Pointing dataset excerpts
— Start —
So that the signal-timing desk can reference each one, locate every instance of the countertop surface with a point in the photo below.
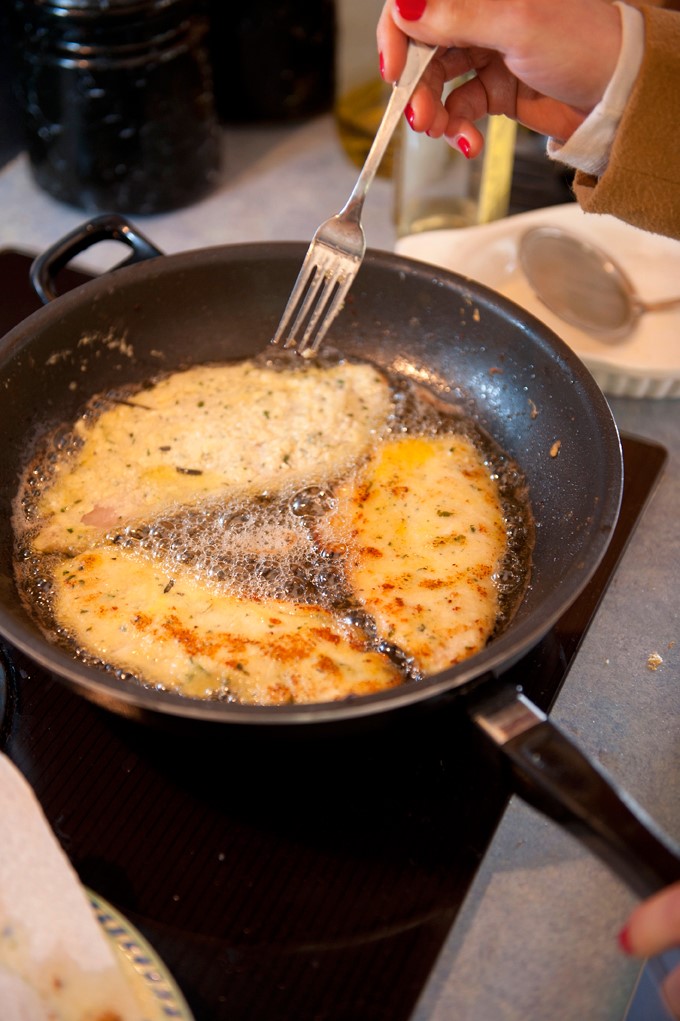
(537, 934)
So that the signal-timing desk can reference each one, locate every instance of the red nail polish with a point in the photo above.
(410, 10)
(464, 145)
(624, 940)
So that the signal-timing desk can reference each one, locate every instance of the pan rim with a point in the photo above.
(494, 660)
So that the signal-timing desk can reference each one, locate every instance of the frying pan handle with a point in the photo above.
(551, 774)
(109, 227)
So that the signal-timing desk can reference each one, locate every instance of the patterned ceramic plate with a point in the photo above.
(645, 363)
(152, 982)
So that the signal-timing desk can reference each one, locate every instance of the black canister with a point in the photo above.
(273, 59)
(117, 101)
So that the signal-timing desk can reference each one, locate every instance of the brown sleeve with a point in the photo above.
— End —
#### WRITTEN EXERCISE:
Repeat the records above verbatim, with no pictures in the result.

#### EXERCISE RESPONSE:
So that the signal-timing desk can reference each one, locate every instance of the countertop surface with a point in the photo below.
(537, 934)
So that the signal-timing desk can reference each one, locate every instance of the red nail polish with a point in the photo above.
(410, 10)
(464, 145)
(624, 940)
So that the signal-timing desk can reference each one, locate every instance of the pan rim with a point in the photo above.
(494, 660)
So that the signal-timing desk can reference each one, locate every instance of the frying pan handle with a point in the photo above.
(551, 774)
(109, 227)
So that the signal-timing desk can reference each one, locate every instance of the patterned ceramic plate with a point in the photo above.
(645, 363)
(152, 982)
So that the signal-timing desk can reference each one, locate every instance of the black canister with a point in the photo above.
(273, 59)
(117, 101)
So that the signal-timing desk can reference each one, locate every instance of the brown sleeve with a point in the photo above.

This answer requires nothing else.